### Job
Copy every line from the one containing "of the blue" through the last line of the records below, both included, and nothing else.
::: Provided records :::
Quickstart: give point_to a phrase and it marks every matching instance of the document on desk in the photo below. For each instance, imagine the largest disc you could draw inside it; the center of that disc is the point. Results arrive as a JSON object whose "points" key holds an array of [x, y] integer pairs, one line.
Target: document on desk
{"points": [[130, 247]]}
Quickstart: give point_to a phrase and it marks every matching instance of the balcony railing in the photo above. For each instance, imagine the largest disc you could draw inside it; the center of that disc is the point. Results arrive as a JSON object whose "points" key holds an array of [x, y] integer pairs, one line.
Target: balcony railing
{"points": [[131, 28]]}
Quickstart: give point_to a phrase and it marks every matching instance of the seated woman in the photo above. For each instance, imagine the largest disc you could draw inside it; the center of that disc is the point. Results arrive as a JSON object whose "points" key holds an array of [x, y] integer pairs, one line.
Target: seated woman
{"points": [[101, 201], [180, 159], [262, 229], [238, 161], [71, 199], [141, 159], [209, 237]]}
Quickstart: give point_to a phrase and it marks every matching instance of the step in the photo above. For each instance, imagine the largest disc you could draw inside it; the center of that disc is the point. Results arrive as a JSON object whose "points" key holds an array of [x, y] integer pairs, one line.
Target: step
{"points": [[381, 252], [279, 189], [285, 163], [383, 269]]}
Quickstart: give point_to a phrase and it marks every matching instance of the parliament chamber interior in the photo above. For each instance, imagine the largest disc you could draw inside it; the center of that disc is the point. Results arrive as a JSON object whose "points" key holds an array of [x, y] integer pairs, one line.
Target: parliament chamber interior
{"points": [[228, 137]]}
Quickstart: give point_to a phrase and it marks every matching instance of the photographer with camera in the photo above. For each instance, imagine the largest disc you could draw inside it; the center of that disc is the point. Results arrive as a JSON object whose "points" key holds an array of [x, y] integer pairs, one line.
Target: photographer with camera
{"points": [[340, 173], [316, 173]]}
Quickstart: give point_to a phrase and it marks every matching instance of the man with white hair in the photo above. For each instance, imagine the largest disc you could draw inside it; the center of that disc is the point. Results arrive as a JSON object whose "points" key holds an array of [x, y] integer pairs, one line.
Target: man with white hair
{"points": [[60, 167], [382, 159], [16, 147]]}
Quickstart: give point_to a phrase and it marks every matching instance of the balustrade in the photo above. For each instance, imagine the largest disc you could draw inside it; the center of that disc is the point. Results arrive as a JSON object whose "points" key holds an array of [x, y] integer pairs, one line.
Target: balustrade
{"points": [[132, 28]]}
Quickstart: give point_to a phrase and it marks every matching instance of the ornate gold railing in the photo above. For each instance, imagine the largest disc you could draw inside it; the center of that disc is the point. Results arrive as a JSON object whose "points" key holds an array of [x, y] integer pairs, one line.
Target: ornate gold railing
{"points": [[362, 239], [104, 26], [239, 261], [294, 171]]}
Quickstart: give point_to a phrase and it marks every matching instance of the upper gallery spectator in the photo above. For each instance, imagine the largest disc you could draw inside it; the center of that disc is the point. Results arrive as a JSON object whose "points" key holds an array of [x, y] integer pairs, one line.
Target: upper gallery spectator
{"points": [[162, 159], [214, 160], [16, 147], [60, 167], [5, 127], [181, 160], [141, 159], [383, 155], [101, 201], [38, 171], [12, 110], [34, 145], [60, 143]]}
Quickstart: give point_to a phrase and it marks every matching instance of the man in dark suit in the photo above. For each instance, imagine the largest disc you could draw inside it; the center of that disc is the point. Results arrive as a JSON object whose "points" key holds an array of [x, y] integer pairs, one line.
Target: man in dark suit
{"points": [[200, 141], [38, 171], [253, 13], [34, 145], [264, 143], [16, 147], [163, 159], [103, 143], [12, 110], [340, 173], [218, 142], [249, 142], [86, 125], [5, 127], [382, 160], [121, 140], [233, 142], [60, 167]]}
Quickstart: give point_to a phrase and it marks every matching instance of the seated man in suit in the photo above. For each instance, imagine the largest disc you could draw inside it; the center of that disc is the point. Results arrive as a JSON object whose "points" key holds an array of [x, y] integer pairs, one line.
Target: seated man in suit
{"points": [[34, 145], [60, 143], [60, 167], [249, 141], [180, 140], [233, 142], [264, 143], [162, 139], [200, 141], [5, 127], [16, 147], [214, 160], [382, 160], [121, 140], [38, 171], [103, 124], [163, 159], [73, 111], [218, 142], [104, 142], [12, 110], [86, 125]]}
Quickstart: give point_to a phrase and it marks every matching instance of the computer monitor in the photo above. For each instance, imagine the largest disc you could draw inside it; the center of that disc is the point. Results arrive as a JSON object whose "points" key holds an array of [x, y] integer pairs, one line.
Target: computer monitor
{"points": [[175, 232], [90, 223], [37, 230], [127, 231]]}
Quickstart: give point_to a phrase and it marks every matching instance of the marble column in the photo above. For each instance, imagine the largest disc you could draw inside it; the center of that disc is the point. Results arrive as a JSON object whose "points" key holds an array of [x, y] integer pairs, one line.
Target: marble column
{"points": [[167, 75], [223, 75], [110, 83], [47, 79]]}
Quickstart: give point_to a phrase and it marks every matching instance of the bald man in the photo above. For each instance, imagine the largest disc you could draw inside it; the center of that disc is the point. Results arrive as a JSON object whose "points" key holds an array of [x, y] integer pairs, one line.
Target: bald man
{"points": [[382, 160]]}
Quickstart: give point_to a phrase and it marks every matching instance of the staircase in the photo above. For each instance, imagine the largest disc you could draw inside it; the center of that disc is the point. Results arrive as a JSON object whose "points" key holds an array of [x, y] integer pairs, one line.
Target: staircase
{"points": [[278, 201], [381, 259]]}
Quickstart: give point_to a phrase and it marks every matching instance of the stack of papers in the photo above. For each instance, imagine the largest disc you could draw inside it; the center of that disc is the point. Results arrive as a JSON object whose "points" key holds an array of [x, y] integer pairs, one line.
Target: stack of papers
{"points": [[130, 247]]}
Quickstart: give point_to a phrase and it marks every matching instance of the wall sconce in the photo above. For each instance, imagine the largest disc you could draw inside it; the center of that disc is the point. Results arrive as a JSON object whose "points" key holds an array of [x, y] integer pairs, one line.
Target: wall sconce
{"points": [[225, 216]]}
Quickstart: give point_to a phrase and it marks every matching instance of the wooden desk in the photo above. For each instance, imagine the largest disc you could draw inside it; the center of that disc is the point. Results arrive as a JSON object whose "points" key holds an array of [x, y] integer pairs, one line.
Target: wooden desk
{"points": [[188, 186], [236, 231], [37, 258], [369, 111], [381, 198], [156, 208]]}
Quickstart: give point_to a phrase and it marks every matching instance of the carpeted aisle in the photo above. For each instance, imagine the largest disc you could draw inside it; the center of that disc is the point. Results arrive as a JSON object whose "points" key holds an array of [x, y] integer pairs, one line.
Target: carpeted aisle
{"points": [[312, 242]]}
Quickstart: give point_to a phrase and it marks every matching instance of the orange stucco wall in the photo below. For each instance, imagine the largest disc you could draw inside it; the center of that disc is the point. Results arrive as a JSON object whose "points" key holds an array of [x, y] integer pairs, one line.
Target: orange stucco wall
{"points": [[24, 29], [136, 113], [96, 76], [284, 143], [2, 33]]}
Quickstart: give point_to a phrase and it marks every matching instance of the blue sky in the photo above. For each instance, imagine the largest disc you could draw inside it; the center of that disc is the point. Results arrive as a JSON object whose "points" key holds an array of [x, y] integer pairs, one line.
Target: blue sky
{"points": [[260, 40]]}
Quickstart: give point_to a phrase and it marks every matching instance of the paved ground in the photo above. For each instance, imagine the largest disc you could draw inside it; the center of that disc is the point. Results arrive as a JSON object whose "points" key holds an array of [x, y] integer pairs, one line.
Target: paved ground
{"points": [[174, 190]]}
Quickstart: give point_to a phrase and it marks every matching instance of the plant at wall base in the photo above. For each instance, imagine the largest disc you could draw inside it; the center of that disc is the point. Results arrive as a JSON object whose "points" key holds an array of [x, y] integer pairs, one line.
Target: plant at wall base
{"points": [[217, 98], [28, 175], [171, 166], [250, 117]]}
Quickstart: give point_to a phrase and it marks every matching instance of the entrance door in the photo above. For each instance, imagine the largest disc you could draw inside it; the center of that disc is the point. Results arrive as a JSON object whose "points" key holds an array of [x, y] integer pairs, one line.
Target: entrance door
:::
### Task response
Quickstart: give point_to a phrase and it marks every matching instance of the blue sky in the photo above. For each instance, imagine the largest disc you could draw inside it; the center of that disc is the point. Results arrive as a JSON object whose "points" key holds an array of [x, y] integer pairs, one line.
Target: blue sky
{"points": [[260, 40]]}
Quickstart: give point_to a phrase and it marks every matching instance of the paved ground in the photo above. For each instance, imagine the largest disc you could draw inside it; the center of that disc is the point. Results arrive as a JSON object whose "points" key holds an array of [x, y] integer pairs, one line.
Target: paved ground
{"points": [[174, 190]]}
Quickstart: give point_to a phrase and it marks every matching instance of the plant at wall base in the photo above. For each instance, imagine the largest disc you could draw inside it; the center of that disc is the point. Results arrive as a JSON object whose "points" key holds an array of [x, y] integer pairs, one line.
Target: plant at wall base
{"points": [[217, 98], [28, 175], [171, 166], [250, 117]]}
Quickstart: give point_to a phrase and it marks every matching instance of the entrance door in the photo above. For each instance, imagine the largest disc you could draw inside it; the center of that disc is the point. Results arrive as a JSON object whose "points" key holds an array of [x, y] integer pairs, one line.
Target: entrance door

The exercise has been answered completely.